**Your goal**
Repeat the rows below with "yellow" changed to "white" and everything else left the same.

== == ==

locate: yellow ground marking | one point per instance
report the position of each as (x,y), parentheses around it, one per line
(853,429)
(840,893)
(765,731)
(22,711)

== == ==

**Reply to the exercise**
locate: white ground marking | one point per instance
report the position of each as (x,y), parentheses around it, one per line
(853,429)
(840,893)
(765,731)
(22,711)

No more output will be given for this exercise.